Task statement
Set out the part of the material that opens with the line containing "Mark one point per instance of the beige" and closes with the line containing "Mark one point per instance of the round" as a Markdown table with the columns Row and Material line. Include both of those lines, leave out any blank lines, and put a row number beside each line.

Data lines
%%

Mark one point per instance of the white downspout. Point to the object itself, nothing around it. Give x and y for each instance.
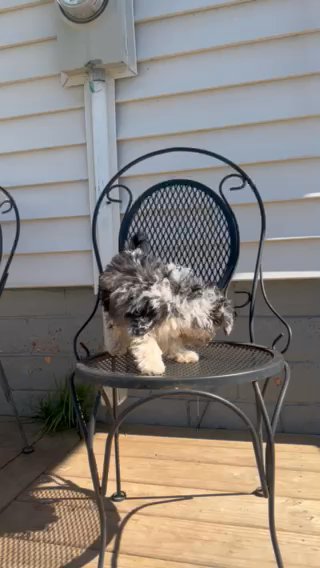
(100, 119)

%%
%%

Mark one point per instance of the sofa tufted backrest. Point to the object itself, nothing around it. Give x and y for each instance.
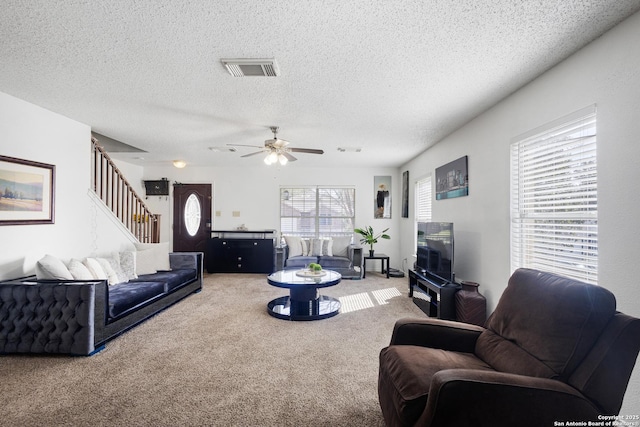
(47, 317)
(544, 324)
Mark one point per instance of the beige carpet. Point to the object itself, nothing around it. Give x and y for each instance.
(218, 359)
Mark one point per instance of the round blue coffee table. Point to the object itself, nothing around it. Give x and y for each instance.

%%
%%

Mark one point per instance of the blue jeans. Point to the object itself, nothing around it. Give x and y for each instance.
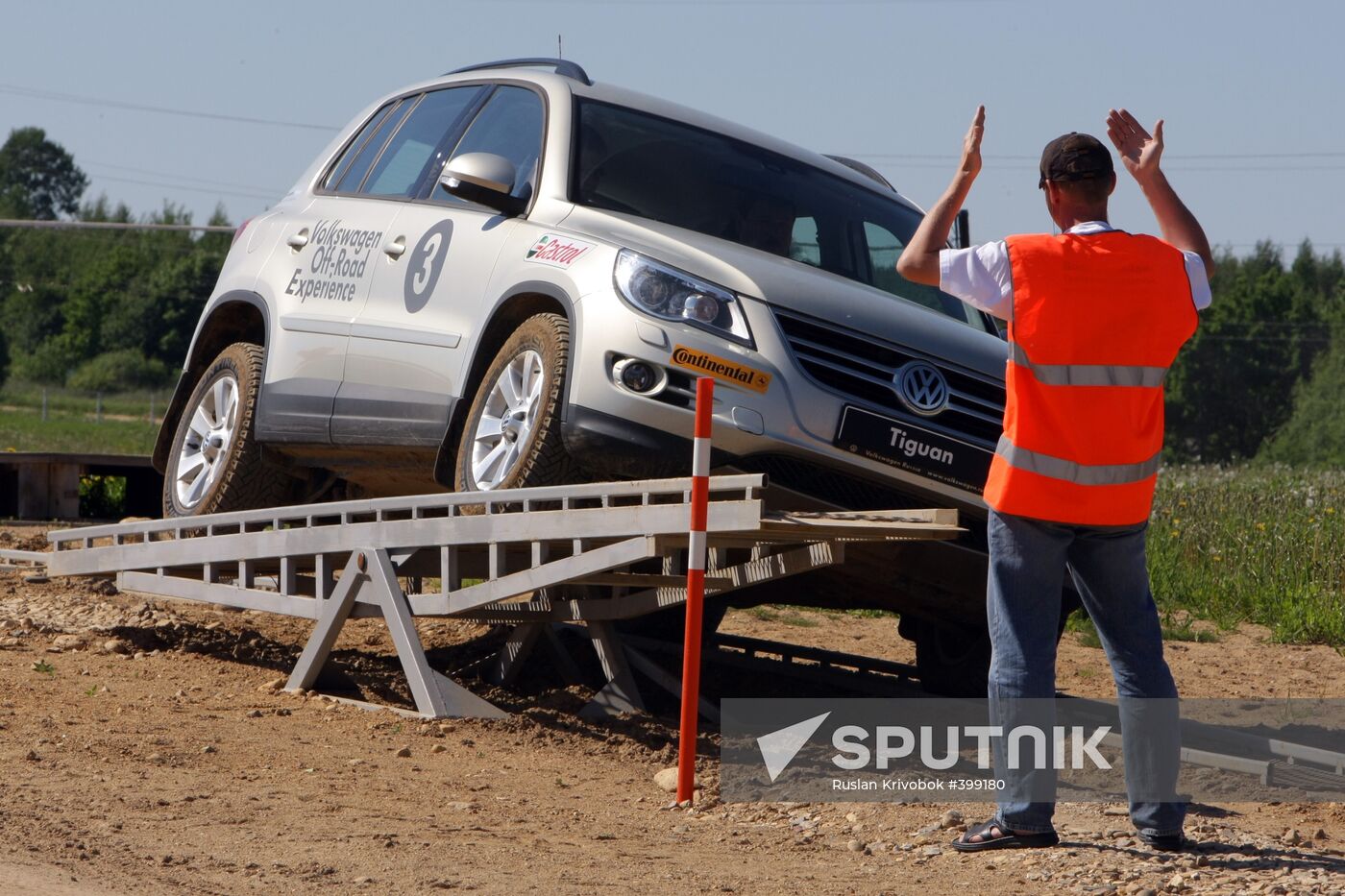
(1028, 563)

%%

Result of this exercise
| Row | Material line |
|---|---|
| 1 | Mark one point per instance of the beige carpet. Point to the object itself, nothing around it. Give x and y for each instance. |
| 2 | (218, 359) |
| 3 | Mark one point per instance of the round blue coffee table. Point to the object itself, nothing around it. Give x and y for each instance. |